──────── Provided data ────────

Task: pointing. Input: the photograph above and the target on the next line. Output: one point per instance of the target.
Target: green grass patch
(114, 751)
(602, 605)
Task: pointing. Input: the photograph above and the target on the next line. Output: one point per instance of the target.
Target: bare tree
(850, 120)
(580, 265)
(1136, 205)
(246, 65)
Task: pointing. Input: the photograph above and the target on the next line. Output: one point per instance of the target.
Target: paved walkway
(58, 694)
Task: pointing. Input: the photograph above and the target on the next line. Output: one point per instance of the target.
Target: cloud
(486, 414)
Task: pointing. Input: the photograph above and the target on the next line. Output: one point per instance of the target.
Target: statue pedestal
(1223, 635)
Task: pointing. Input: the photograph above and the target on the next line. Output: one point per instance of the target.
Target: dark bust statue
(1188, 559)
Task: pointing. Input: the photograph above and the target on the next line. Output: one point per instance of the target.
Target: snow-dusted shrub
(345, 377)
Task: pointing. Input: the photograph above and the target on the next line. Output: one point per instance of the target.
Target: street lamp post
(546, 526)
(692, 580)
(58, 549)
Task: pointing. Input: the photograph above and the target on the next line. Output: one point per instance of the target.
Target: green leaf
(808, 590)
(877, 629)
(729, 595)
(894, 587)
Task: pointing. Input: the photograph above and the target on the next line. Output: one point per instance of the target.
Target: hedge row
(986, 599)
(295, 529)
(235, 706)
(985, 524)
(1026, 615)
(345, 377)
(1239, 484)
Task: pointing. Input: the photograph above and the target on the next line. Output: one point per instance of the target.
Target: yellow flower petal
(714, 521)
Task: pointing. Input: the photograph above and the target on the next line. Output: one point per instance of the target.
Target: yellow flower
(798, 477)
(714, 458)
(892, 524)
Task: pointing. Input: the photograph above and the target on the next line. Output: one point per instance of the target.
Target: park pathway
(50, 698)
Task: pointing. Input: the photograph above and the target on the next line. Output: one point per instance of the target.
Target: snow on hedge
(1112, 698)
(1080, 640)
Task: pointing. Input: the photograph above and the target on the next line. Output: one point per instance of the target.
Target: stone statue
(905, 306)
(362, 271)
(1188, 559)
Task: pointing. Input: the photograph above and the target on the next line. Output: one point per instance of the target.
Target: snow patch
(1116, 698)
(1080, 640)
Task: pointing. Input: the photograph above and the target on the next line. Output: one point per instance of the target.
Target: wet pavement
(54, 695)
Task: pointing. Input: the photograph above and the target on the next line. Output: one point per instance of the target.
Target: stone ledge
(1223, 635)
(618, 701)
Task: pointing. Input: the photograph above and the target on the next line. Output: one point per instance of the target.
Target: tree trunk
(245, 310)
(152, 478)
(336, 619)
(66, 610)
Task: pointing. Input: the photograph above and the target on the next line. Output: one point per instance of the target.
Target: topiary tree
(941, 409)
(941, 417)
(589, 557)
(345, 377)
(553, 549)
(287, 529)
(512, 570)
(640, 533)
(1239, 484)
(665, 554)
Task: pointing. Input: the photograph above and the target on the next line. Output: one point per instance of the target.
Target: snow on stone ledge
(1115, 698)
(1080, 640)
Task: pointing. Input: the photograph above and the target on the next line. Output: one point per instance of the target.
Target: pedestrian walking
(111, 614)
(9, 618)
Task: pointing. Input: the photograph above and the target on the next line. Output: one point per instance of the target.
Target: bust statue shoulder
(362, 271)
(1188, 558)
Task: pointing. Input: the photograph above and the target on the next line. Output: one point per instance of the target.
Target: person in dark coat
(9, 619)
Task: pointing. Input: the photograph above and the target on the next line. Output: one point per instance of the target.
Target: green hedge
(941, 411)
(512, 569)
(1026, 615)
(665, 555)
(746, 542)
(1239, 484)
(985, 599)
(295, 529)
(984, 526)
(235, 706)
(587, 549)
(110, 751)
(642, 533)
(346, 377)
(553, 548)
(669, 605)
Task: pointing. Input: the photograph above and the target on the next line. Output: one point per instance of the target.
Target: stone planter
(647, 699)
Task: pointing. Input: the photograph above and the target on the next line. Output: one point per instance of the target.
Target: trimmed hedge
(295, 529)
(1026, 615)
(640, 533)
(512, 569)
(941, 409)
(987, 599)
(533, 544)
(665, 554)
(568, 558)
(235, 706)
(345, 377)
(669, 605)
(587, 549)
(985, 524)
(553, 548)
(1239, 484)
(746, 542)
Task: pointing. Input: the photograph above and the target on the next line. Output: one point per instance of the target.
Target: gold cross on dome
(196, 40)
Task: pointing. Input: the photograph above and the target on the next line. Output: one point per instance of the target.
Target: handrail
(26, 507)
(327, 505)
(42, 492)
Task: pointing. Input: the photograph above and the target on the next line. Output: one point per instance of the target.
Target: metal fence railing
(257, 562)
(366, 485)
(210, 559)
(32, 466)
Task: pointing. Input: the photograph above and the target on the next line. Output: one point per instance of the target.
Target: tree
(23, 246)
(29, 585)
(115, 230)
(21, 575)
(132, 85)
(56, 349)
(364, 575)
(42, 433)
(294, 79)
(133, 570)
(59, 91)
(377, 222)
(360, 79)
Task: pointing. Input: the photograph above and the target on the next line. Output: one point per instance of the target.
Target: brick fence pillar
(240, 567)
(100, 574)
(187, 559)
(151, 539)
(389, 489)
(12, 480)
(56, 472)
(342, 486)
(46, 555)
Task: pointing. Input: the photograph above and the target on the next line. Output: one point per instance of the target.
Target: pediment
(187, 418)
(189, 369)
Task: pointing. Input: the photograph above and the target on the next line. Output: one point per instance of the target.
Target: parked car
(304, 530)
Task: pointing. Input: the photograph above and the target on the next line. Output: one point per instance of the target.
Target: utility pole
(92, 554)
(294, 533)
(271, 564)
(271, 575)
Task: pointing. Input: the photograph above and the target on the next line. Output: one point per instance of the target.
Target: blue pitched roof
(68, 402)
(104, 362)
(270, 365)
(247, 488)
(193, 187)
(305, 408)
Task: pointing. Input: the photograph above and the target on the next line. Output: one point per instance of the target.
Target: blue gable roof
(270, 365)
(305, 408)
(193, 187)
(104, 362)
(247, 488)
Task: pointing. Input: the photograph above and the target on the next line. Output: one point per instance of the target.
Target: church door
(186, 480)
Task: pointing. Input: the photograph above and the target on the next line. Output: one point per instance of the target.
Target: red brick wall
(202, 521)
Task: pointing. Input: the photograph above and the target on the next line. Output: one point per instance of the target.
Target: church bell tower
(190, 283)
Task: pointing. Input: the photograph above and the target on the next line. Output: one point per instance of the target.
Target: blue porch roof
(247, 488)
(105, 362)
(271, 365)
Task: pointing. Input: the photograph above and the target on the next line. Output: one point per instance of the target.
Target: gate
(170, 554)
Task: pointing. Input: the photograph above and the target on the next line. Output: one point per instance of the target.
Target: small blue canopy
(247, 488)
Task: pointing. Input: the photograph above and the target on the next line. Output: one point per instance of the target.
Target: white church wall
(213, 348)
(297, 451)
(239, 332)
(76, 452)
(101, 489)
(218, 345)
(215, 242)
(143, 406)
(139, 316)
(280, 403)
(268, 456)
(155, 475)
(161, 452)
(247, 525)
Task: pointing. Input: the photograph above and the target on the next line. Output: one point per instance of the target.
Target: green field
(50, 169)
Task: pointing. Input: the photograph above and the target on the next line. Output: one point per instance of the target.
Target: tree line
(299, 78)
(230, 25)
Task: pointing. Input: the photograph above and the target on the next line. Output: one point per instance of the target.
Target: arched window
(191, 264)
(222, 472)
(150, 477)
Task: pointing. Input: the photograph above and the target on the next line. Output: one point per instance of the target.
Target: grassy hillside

────────

What the exercise asks:
Reproduce the complete data exactly as presented above.

Worked answer:
Task: pointing. Input: the photograph above and the target on the next line. Output: one point per instance of the target.
Target: green grass patch
(114, 751)
(602, 605)
Task: pointing. Input: the photograph above and the target on the next line. Output: one point per instance of the target.
Target: bare tree
(850, 120)
(580, 265)
(1136, 205)
(246, 65)
Task: pointing. Input: the photograph above and the target on the next line. Output: one point per instance of the target.
Target: paved walkway
(58, 694)
Task: pointing. Input: the photograph above and the target on the next line. Output: one point per instance of the target.
Target: cloud
(486, 414)
Task: pointing. Input: the photograph above and the target on the next line. Output: one point per instance of the target.
Target: statue pedestal
(1223, 635)
Task: pointing. Input: the photograph above and the target on the next line. Output: one point per instance of the target.
Target: dark bust statue
(1188, 559)
Task: pointing. Input: the photograph above and the target on the next line. Output: one point per instance of the target.
Target: snow-dusted shrub
(345, 377)
Task: pointing. Input: the photograph above and the target on the next line. Output: one point per instance of the target.
Target: street lamp post
(546, 526)
(692, 580)
(58, 549)
Task: pointing. Input: the photograph above and the target on the next line. Output: one point per instance of the target.
Target: green leaf
(808, 590)
(877, 629)
(729, 595)
(894, 587)
Task: pointing. Input: the photograph above and the target on the next line. Output: one point per instance of the target.
Target: hedge row
(986, 599)
(295, 529)
(235, 706)
(985, 524)
(1026, 615)
(345, 377)
(1239, 484)
Task: pointing. Input: the photograph above and the target on the next line. Output: one point per instance of the target.
Target: yellow flower petal
(714, 521)
Task: pointing. Input: the photograph above and the target on the next line. Output: one point per instance of the target.
Target: yellow flower
(798, 477)
(714, 458)
(892, 524)
Task: pointing. Input: the photograph above and the target on the next line. Output: one point per instance of the target.
Target: park pathway
(50, 698)
Task: pointing. Input: the photograph above and the target on the next line. Output: one point per instance of the target.
Target: snow on hedge
(1112, 698)
(1080, 640)
Task: pointing. Input: the photograph above and the target on the next line. Output: one point per instance of the target.
Target: stone statue
(905, 306)
(362, 271)
(1188, 559)
Task: pointing. Input: the photograph above and the target on the next line. Output: one point per instance of the target.
Target: snow patch
(1116, 698)
(1080, 640)
Task: pointing. Input: the photograph above and the target on the next line. Output: one point per instance of the target.
Target: wet pavement
(54, 695)
Task: pointing. Input: the photograph above and the target on the next line. Output: one point per instance of the target.
Target: stone ledge
(1223, 635)
(618, 701)
Task: pointing. Input: the photograph above and the target on the next line. Output: one point per instance of the target.
Target: tree trunk
(245, 310)
(152, 478)
(336, 619)
(66, 610)
Task: pointing. Input: the photograph above and the target on the next line. Output: one point per instance of the target.
Target: topiary tree
(941, 409)
(941, 417)
(589, 557)
(345, 377)
(553, 549)
(287, 529)
(512, 570)
(640, 533)
(1239, 484)
(665, 554)
Task: pointing. Input: the photograph above and the target on the next line. Output: one point per instance of the target.
Target: snow on stone ledge
(1115, 698)
(1080, 640)
Task: pointing. Input: the photograph above and the target on the next line. Output: one point per instance of the target.
Target: pedestrian walking
(111, 614)
(9, 618)
Task: pointing. Input: the photograph above and the target on the next line. Output: one point per instance of the target.
Target: bust statue shoulder
(362, 271)
(1188, 558)
Task: pointing. Input: the photograph above and the target on the next line. Output: one point per instance of the target.
Target: person in dark coat
(9, 619)
Task: pointing. Input: the photograph above and the target on the next line. Output: one point per instance of the target.
Target: green hedge
(941, 411)
(512, 569)
(1026, 615)
(665, 555)
(746, 542)
(1239, 484)
(985, 599)
(295, 529)
(984, 526)
(235, 706)
(587, 549)
(110, 751)
(642, 533)
(346, 377)
(553, 548)
(669, 605)
Task: pointing. Input: the photograph above and the target on the next line. Output: one point per instance of the target.
Target: stone planter
(647, 699)
Task: pointing. Input: the photograph above and the target on the next line. Output: one point per instance of the target.
Target: trimmed hedge
(295, 529)
(1026, 615)
(640, 533)
(512, 569)
(941, 409)
(987, 599)
(533, 544)
(665, 554)
(568, 558)
(235, 706)
(345, 377)
(669, 605)
(587, 549)
(985, 524)
(553, 548)
(1239, 484)
(746, 542)
Task: pointing. Input: the photograph above and the target on the next line. Output: one point per instance of the target.
Target: gold cross on dome
(196, 40)
Task: pointing. Input: the photograph above and the target on the next line. Output: one point per instance of the target.
Target: handrail
(26, 507)
(327, 505)
(42, 492)
Task: pointing. Input: the photograph above and the target on the next line. Output: one point per instance of the target.
Target: metal fence railing
(257, 562)
(366, 485)
(210, 559)
(32, 466)
Task: pointing. Input: the photograph above and the target on the next line. Output: one point per instance of the target.
Target: tree
(23, 246)
(29, 585)
(115, 230)
(21, 575)
(132, 85)
(56, 349)
(364, 575)
(42, 433)
(294, 79)
(133, 570)
(59, 91)
(377, 222)
(360, 79)
Task: pointing. Input: the photograph above and the target on the next line. Output: one point per instance of the target.
Target: brick fence pillar
(240, 567)
(100, 574)
(187, 559)
(151, 539)
(389, 489)
(12, 480)
(56, 472)
(342, 486)
(46, 555)
Task: pointing. Input: the photograph above and the target on the next line. Output: one point per instance of the target.
Target: pediment
(187, 418)
(189, 369)
Task: pointing. Input: the photograph above and the target on the next line. Output: one point per instance of the target.
Target: parked car
(304, 530)
Task: pointing. Input: the photograph above and the target on the next line. Output: one point per instance of the target.
Target: utility pole
(92, 554)
(294, 533)
(271, 564)
(271, 575)
Task: pointing. Input: the photograph above and the target on the next line. Output: one point per instance of the target.
Target: blue pitched roof
(68, 402)
(104, 362)
(270, 365)
(247, 488)
(193, 187)
(305, 408)
Task: pointing. Input: the photograph above and the target on the next line. Output: one point per instance of the target.
Target: blue gable roof
(270, 365)
(305, 408)
(193, 187)
(104, 362)
(247, 488)
Task: pointing. Input: the photograph above and the target on the next line. Output: one point per instance of the target.
Target: church door
(186, 480)
Task: pointing. Input: the photograph above and the target on the next line. Output: one point per instance of the target.
Target: red brick wall
(202, 521)
Task: pointing. Input: the photograph above and the target on the next line. Output: one point per instance of the target.
Target: church bell tower
(190, 283)
Task: pointing. Input: the photograph above and the target on the next line. Output: one point per instance of the target.
Target: blue porch roof
(247, 488)
(105, 362)
(271, 365)
Task: pointing. Input: the photograph above and the target on the next line. Output: one point per instance of the target.
Target: gate
(170, 554)
Task: pointing. Input: the photograph above and the target on the next line. Output: one point per instance of the target.
Target: small blue canopy
(247, 488)
Task: pointing. Input: the photograph above and the target on the next line. Output: one point per instance of the target.
Target: white church wall
(213, 348)
(297, 451)
(239, 332)
(76, 452)
(101, 489)
(218, 345)
(215, 242)
(143, 406)
(139, 316)
(280, 403)
(268, 456)
(155, 475)
(161, 452)
(247, 525)
Task: pointing. Input: the photograph above and the target on the next line. Output: one point per instance of the target.
Target: green field
(50, 169)
Task: pointing. Input: the photograph above and the target on the next line. Output: one point per instance of the target.
Target: tree line
(299, 78)
(230, 25)
Task: pointing. Input: the photograph above and the target on the next line. Output: one point per instance of the target.
Target: arched window
(191, 264)
(222, 472)
(150, 477)
Task: pointing. Input: the photograph above and the target on the next line. Output: one point per instance of the target.
Target: grassy hillside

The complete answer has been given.